··· EXCERPT TO READ ···
Indonesian traditional lion dance

Sisingaan, also known as Gotong Singa, Singa Ungkleuk, Singa Depok, Kuda Ungkleuk, Pergosi, or Odong-odong, is a traditional Sundanese lion dance that originated in Subang, West Java, Indonesia. This lion dance performance is marked by a form of an ark or palanquin that resembles a lion. The lion ark or lion-shaped effigy is carried by a group of dancers who perform various attractions accompanied by traditional music. This dance is usually performed to celebrate a child's circumcision ceremony, where the child is carried on the lion around the kampung (village).

==Etymology==
In Sundanese language the term sisingaan means "imitation lion", "playing the lion" or "lion play". This refers to the form of a lion-like effigy that is the main part of the show.
···
WORK ORDER A | Rewrite the paragraph of the lion dance text that begins "Sisingaan, also known as" as a bulleted list, keeping its main facts.
WORK ORDER B | Give every alternative name for Sisingaan found in the lion dance text.
··· THE DATA ···
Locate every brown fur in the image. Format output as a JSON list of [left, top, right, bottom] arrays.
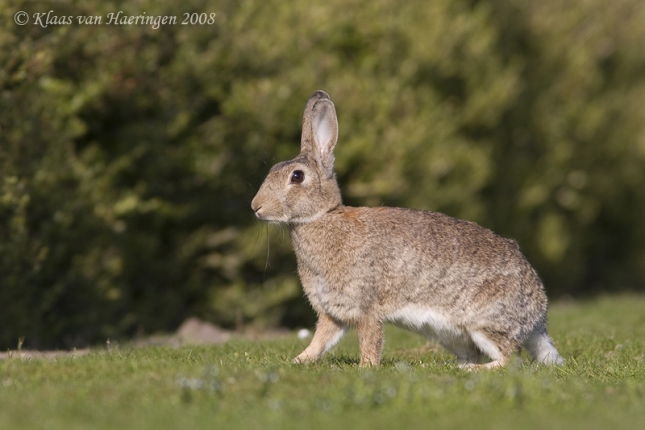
[[251, 91, 563, 367]]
···
EXERCISE SOLUTION A |
- Sisingaan is a traditional Sundanese lion dance from Subang, West Java, Indonesia.
- It also goes by Gotong Singa, Singa Ungkleuk, Singa Depok, Kuda Ungkleuk, Pergosi, or Odong-odong.
- Its defining feature is an ark or palanquin shaped like a lion.
- A group of dancers carries the lion effigy and performs various attractions to traditional music.
- It usually celebrates a child's circumcision ceremony, with the child carried on the lion around the kampung (village).

EXERCISE SOLUTION B |
- Gotong Singa
- Singa Ungkleuk
- Singa Depok
- Kuda Ungkleuk
- Pergosi
- Odong-odong